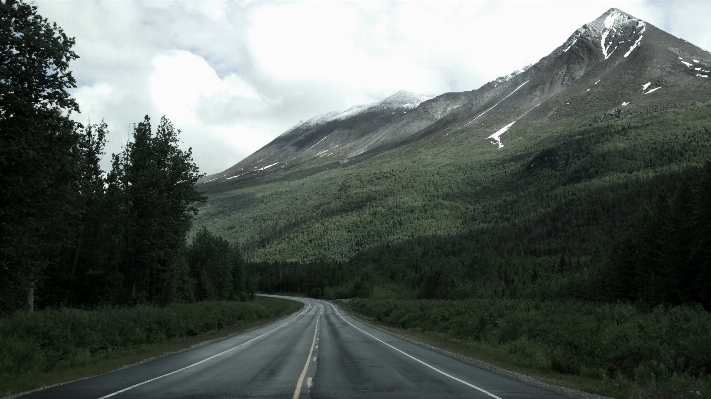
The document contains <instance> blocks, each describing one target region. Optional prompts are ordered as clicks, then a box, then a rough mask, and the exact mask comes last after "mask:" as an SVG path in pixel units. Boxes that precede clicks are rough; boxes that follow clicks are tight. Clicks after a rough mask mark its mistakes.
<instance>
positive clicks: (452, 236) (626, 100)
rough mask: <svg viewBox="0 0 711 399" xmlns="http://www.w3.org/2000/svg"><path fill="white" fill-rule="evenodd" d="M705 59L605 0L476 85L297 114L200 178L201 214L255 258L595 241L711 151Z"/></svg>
mask: <svg viewBox="0 0 711 399" xmlns="http://www.w3.org/2000/svg"><path fill="white" fill-rule="evenodd" d="M709 71H711V53H709V52H708V51H705V50H702V49H700V48H698V47H696V46H694V45H693V44H691V43H688V42H686V41H684V40H682V39H679V38H676V37H674V36H672V35H670V34H668V33H666V32H664V31H662V30H660V29H658V28H656V27H655V26H653V25H651V24H649V23H647V22H645V21H642V20H640V19H637V18H634V17H633V16H631V15H629V14H626V13H624V12H622V11H620V10H618V9H610V10H609V11H607V12H606V13H604V14H603V15H601V16H600V17H599V18H597V19H595V20H594V21H592V22H591V23H589V24H586V25H584V26H582V27H581V28H579V29H578V30H576V31H575V32H573V34H572V35H571V36H570V37H568V38H567V40H565V41H564V42H563V44H562V45H561V46H559V47H558V48H556V49H555V50H553V51H552V52H551V53H550V54H549V55H547V56H545V57H543V58H542V59H541V60H540V61H538V62H537V63H535V64H533V65H530V66H527V67H524V68H522V69H520V70H517V71H515V72H513V73H511V74H509V75H506V76H503V77H500V78H498V79H495V80H494V81H491V82H489V83H487V84H485V85H483V86H482V87H480V88H478V89H476V90H472V91H467V92H459V93H445V94H442V95H439V96H436V97H433V98H428V97H425V96H419V95H415V94H412V93H407V92H399V93H396V94H395V95H393V96H391V97H388V98H386V99H384V100H383V101H381V102H378V103H375V104H371V105H364V106H356V107H353V108H350V109H348V110H346V111H343V112H332V113H329V114H325V115H320V116H317V117H314V118H312V119H310V120H308V121H306V122H300V123H298V124H297V125H295V126H294V127H293V128H291V129H289V130H288V131H286V132H284V134H282V135H281V136H279V137H277V138H276V139H274V140H273V141H272V142H271V143H269V144H267V145H266V146H264V147H263V148H262V149H260V150H258V151H257V152H255V153H254V154H252V155H250V156H249V157H247V158H245V159H244V160H242V161H241V162H239V163H238V164H236V165H235V166H233V167H231V168H229V169H227V170H226V171H224V172H221V173H218V174H215V175H212V176H207V177H206V178H204V179H203V180H202V181H201V183H200V184H199V186H200V189H201V190H203V191H205V192H206V193H207V194H208V195H209V200H208V202H207V204H205V206H203V207H202V208H201V212H200V214H199V215H198V217H197V220H196V226H208V227H209V228H210V229H211V230H213V231H216V232H218V233H220V234H223V235H225V236H227V237H229V238H232V239H236V240H239V241H240V243H241V244H242V246H243V248H244V250H245V254H246V255H247V257H248V258H250V259H252V260H298V261H313V260H318V259H324V260H332V261H347V260H349V259H353V258H354V257H363V256H366V257H367V256H370V255H367V254H376V255H373V256H375V257H376V258H382V257H383V256H384V255H383V254H387V253H395V254H398V255H396V256H415V255H413V254H415V253H417V254H419V255H417V256H425V255H423V254H432V253H440V254H441V253H443V252H442V250H439V249H438V250H434V249H433V248H432V246H433V245H437V246H439V245H443V246H445V247H447V246H448V247H453V245H452V243H453V242H459V243H464V244H461V245H462V246H464V245H466V248H464V249H458V250H455V249H451V248H450V249H448V250H447V251H449V252H451V253H459V254H467V255H466V256H470V255H471V251H472V250H473V249H472V248H478V249H480V250H481V251H485V252H487V253H489V254H490V256H494V257H496V256H511V254H524V255H525V254H529V255H530V256H555V255H556V254H560V253H561V252H567V253H571V252H572V253H577V254H578V255H579V256H588V255H591V254H593V253H600V251H601V248H605V247H606V246H607V245H609V242H610V237H612V236H614V234H616V232H617V231H619V229H620V228H621V227H622V226H623V225H624V223H625V221H626V220H627V219H629V217H630V215H631V214H632V213H634V210H635V209H637V207H639V205H640V204H641V202H642V201H644V200H645V199H649V198H652V197H654V195H656V192H657V190H658V189H659V188H660V187H666V188H668V189H669V190H670V191H671V190H673V189H674V187H675V186H674V184H675V182H677V181H678V180H679V179H682V178H686V177H689V178H693V176H694V173H696V171H698V170H699V168H700V167H701V165H702V164H703V163H704V162H705V161H706V160H709V158H710V156H709V154H711V138H710V137H709V134H708V132H709V129H711V116H709V115H711V113H709V104H710V100H711V82H709V78H708V76H709V75H711V72H709ZM524 199H525V200H524ZM437 242H439V244H435V243H437ZM455 246H456V245H455ZM394 248H398V249H397V250H395V249H394ZM393 251H394V252H393ZM438 251H439V252H438ZM445 252H446V251H445ZM403 254H407V255H403ZM428 256H430V255H428ZM438 256H439V255H438ZM462 256H465V255H462ZM487 256H489V255H487Z"/></svg>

——————

• **INSTRUCTION**
Rewrite all the records with "rough mask" swapped for "coarse mask" and nothing else changed. Leave the pictures out.

• **EXERCISE SOLUTION**
The document contains <instance> blocks, each describing one target region. Optional prompts are ordered as clicks, then a box, then a coarse mask, and the exact mask comes last after "mask:" as an SVG path in pixel units. Boxes that precede clicks are rough; boxes that follow clicks are tight. Clicks after a coarse mask mark its mistakes.
<instance>
positive clicks: (452, 236) (626, 100)
coarse mask: <svg viewBox="0 0 711 399" xmlns="http://www.w3.org/2000/svg"><path fill="white" fill-rule="evenodd" d="M705 59L605 0L476 85L297 114L200 178L201 214L255 258L595 241L711 151Z"/></svg>
mask: <svg viewBox="0 0 711 399" xmlns="http://www.w3.org/2000/svg"><path fill="white" fill-rule="evenodd" d="M709 71H711V53H709V52H708V51H705V50H702V49H700V48H698V47H696V46H694V45H693V44H691V43H688V42H686V41H684V40H682V39H679V38H676V37H674V36H672V35H670V34H668V33H666V32H664V31H662V30H660V29H658V28H656V27H655V26H653V25H651V24H649V23H647V22H645V21H642V20H640V19H637V18H634V17H633V16H631V15H629V14H626V13H624V12H622V11H620V10H618V9H610V10H609V11H607V12H606V13H604V14H603V15H601V16H600V17H599V18H597V19H595V20H594V21H592V22H591V23H589V24H586V25H584V26H582V27H581V28H579V29H578V30H576V31H575V32H573V34H572V35H571V36H570V37H568V38H567V40H565V41H564V42H563V44H562V45H561V46H559V47H558V48H556V49H555V50H553V51H552V52H551V53H550V54H549V55H547V56H545V57H543V58H542V59H541V60H540V61H538V62H537V63H535V64H533V65H530V66H527V67H524V68H522V69H520V70H517V71H515V72H513V73H511V74H509V75H506V76H503V77H500V78H498V79H495V80H494V81H491V82H489V83H487V84H485V85H483V86H482V87H480V88H478V89H476V90H472V91H467V92H459V93H445V94H442V95H439V96H436V97H433V98H428V97H425V96H419V95H415V94H412V93H407V92H399V93H396V94H395V95H393V96H391V97H388V98H386V99H384V100H383V101H381V102H378V103H375V104H371V105H364V106H356V107H353V108H350V109H348V110H346V111H343V112H332V113H329V114H325V115H320V116H317V117H314V118H312V119H310V120H308V121H306V122H300V123H298V124H297V125H295V126H294V127H293V128H291V129H289V130H288V131H286V132H284V134H282V135H281V136H279V137H277V138H276V139H274V140H273V141H272V142H271V143H269V144H267V145H266V146H264V147H263V148H262V149H260V150H258V151H257V152H255V153H254V154H252V155H250V156H249V157H247V158H245V159H244V160H242V161H241V162H239V163H238V164H236V165H235V166H233V167H231V168H229V169H227V170H226V171H224V172H221V173H218V174H215V175H212V176H207V177H206V178H204V179H203V180H202V181H201V183H200V184H199V186H200V189H201V190H203V191H205V192H206V193H207V194H208V195H209V200H208V202H207V204H205V206H203V207H202V208H201V212H200V214H199V215H198V217H197V220H196V226H208V227H209V228H210V229H211V230H213V231H216V232H218V233H220V234H223V235H225V236H227V237H229V238H232V239H236V240H239V241H240V243H241V244H242V246H243V248H244V250H245V254H246V255H247V257H248V258H250V259H252V260H298V261H313V260H318V259H324V260H332V261H347V260H349V259H353V258H354V257H363V256H366V257H367V256H370V255H367V254H376V255H373V256H375V257H376V258H382V257H383V256H384V255H383V254H387V253H395V254H398V255H396V256H415V255H413V254H415V253H417V254H419V255H417V256H425V255H423V254H432V253H440V254H441V253H443V252H442V250H439V249H438V250H434V249H433V248H432V246H433V245H437V246H439V245H443V246H445V247H447V246H448V247H453V245H452V243H453V242H459V243H464V244H461V245H462V246H464V245H466V248H464V249H458V250H455V249H451V248H450V249H448V250H447V251H449V252H451V253H459V254H467V255H466V256H470V255H471V251H472V250H473V249H472V248H478V249H480V250H481V251H485V252H487V253H489V254H490V256H494V257H496V256H511V254H524V255H525V254H529V255H530V256H555V255H556V254H560V253H561V252H567V253H571V252H572V253H577V254H578V255H579V256H588V255H591V254H593V253H600V251H601V248H605V247H606V246H607V245H609V242H610V237H612V236H614V234H616V232H617V231H619V229H620V228H621V227H622V226H623V225H624V223H625V221H626V220H627V219H629V217H630V215H631V214H632V213H634V210H635V209H637V207H639V205H640V204H641V202H642V201H644V200H645V199H649V198H652V197H654V195H656V192H657V190H658V189H659V188H660V187H666V188H668V189H669V190H670V191H671V190H673V189H674V187H675V186H674V184H675V182H677V181H678V180H679V179H682V178H686V177H689V178H693V176H694V173H696V171H698V170H699V168H700V167H701V165H702V164H703V163H704V162H705V161H706V160H709V158H710V156H709V154H711V138H710V137H709V134H708V132H709V129H711V116H709V115H711V113H709V104H710V100H711V82H709V78H708V76H709V75H711V72H709ZM524 199H525V200H524ZM437 242H439V244H435V243H437ZM455 246H456V245H455ZM394 248H398V249H397V250H395V249H394ZM393 251H394V252H393ZM438 251H439V252H438ZM445 252H446V251H445ZM403 254H407V255H403ZM428 256H430V255H428ZM438 256H439V255H438ZM462 256H465V255H462ZM487 256H489V255H487Z"/></svg>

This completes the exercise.